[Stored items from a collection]
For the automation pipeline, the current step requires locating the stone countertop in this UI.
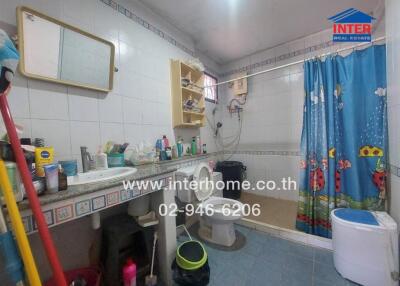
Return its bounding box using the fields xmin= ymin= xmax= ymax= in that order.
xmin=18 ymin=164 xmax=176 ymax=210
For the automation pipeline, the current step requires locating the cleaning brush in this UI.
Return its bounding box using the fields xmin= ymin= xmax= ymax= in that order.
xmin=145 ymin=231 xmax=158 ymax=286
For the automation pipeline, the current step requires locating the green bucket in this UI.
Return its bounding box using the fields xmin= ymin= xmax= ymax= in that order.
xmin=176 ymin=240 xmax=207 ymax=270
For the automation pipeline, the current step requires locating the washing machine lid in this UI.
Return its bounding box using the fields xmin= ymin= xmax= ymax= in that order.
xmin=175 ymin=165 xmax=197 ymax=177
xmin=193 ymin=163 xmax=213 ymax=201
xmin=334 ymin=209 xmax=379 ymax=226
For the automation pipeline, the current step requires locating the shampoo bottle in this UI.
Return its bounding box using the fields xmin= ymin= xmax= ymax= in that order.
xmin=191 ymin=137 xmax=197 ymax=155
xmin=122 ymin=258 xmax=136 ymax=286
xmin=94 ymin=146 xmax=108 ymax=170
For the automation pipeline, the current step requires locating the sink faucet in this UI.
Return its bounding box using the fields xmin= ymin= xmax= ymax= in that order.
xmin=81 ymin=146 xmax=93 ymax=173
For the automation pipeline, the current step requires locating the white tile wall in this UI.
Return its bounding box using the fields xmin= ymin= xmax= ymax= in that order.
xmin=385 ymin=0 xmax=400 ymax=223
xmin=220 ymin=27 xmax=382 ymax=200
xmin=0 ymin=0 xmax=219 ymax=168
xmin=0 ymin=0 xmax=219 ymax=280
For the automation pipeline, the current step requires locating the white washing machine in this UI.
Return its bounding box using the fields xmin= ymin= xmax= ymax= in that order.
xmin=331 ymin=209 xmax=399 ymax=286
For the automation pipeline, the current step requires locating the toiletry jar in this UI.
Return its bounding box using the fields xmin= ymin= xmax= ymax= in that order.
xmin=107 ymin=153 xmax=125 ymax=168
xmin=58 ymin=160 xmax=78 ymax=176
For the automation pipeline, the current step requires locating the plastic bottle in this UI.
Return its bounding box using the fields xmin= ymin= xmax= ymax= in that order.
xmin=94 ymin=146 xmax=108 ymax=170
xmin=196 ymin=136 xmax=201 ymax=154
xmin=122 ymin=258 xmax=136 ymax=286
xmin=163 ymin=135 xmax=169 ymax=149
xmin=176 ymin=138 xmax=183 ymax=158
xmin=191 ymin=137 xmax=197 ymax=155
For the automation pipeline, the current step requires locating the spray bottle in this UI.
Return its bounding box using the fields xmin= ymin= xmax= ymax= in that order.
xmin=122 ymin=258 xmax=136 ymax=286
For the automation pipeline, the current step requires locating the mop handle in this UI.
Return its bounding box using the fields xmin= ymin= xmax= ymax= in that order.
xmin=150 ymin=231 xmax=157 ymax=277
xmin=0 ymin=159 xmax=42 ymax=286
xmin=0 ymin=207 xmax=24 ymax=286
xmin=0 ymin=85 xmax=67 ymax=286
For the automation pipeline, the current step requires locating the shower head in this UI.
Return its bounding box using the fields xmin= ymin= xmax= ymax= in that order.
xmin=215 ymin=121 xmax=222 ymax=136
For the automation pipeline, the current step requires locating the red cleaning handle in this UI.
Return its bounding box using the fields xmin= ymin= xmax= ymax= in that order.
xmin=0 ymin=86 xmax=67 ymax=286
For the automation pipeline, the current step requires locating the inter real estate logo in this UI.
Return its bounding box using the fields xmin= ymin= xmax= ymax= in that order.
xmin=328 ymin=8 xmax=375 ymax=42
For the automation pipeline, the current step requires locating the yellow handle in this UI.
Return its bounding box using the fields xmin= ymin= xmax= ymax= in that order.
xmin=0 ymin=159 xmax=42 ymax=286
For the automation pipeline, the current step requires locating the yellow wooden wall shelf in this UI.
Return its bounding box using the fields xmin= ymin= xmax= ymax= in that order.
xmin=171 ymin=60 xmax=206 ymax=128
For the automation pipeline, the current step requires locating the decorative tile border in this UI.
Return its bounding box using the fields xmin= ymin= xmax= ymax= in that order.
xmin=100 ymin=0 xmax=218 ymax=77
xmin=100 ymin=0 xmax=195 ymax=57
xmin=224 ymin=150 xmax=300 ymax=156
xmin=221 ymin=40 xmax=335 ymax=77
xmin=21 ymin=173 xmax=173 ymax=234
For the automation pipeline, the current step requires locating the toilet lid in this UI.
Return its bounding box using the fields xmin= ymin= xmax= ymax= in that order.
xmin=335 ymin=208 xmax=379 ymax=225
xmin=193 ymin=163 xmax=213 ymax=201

...

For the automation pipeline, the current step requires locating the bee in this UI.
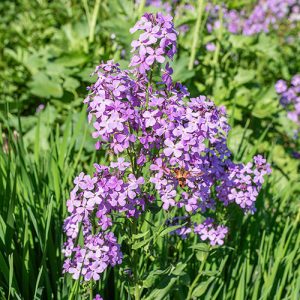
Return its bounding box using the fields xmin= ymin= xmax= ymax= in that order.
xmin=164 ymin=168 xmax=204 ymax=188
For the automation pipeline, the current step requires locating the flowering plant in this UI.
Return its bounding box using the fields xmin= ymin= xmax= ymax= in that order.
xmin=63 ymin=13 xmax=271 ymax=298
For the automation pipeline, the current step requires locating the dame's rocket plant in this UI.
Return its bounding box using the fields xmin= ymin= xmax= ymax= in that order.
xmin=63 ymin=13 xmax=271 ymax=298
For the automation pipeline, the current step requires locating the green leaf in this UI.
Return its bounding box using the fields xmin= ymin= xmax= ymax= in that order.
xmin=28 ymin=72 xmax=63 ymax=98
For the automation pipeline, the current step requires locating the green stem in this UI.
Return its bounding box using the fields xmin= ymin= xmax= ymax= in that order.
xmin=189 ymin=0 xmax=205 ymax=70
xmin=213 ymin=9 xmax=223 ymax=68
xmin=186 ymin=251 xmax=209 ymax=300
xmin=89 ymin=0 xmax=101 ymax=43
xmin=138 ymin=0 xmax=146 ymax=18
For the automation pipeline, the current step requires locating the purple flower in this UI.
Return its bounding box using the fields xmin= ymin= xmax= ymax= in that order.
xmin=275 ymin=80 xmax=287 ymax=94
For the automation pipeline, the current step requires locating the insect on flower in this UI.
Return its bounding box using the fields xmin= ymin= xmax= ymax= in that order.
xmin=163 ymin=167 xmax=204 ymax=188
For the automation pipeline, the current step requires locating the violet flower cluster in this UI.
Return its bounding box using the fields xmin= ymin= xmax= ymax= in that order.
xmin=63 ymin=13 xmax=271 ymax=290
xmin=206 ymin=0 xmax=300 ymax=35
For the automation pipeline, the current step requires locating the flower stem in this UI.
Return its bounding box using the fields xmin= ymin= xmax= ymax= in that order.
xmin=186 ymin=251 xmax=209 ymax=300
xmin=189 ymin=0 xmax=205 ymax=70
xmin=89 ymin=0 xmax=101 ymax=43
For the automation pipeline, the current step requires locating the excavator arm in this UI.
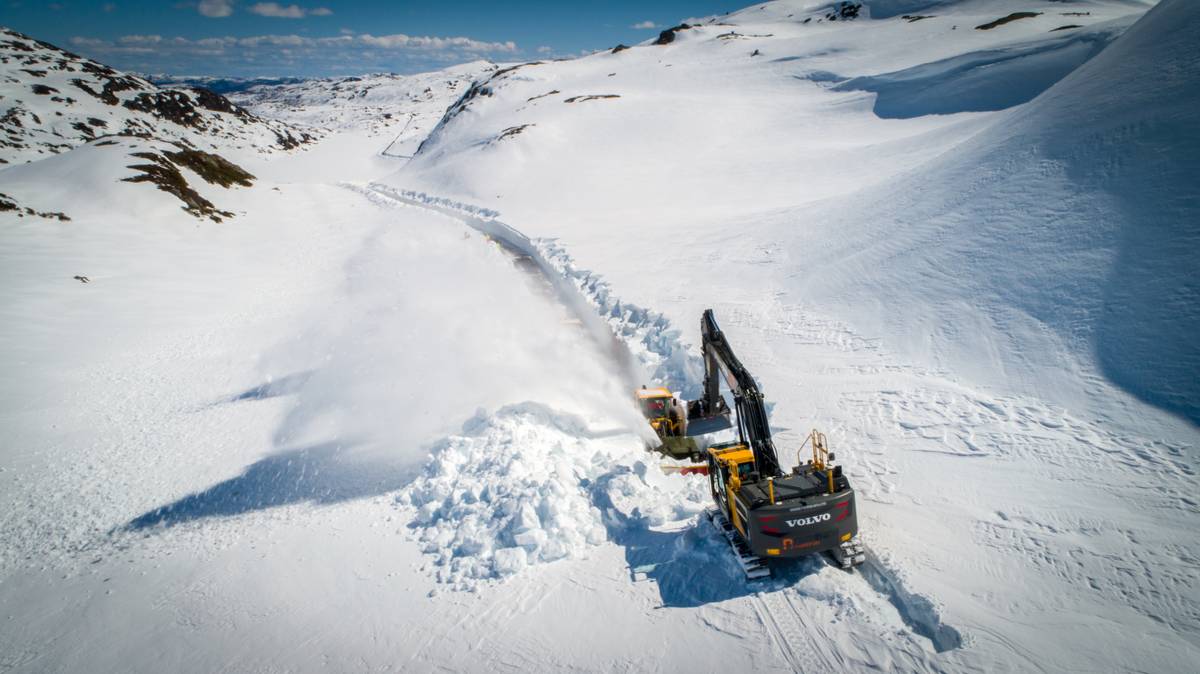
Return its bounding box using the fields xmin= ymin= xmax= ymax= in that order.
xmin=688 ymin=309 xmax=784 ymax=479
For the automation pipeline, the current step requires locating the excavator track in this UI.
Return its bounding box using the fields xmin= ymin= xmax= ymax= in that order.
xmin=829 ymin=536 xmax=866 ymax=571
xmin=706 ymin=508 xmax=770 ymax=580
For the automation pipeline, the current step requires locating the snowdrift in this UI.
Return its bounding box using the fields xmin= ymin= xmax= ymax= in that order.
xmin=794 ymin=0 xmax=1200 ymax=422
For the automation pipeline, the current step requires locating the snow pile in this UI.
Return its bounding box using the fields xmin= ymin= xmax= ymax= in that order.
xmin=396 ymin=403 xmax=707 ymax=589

PROBLEM DETAILS: Copy out, word for word, only the lines above that run from the line containing "faucet in this UI." up to and including the line containing "xmin=81 ymin=146 xmax=93 ymax=173".

EXERCISE SOLUTION:
For the automation pipeline, the current step requires locating the sink faucet in this UI.
Return its bounding box using the fields xmin= ymin= xmax= ymax= in that order.
xmin=81 ymin=146 xmax=93 ymax=173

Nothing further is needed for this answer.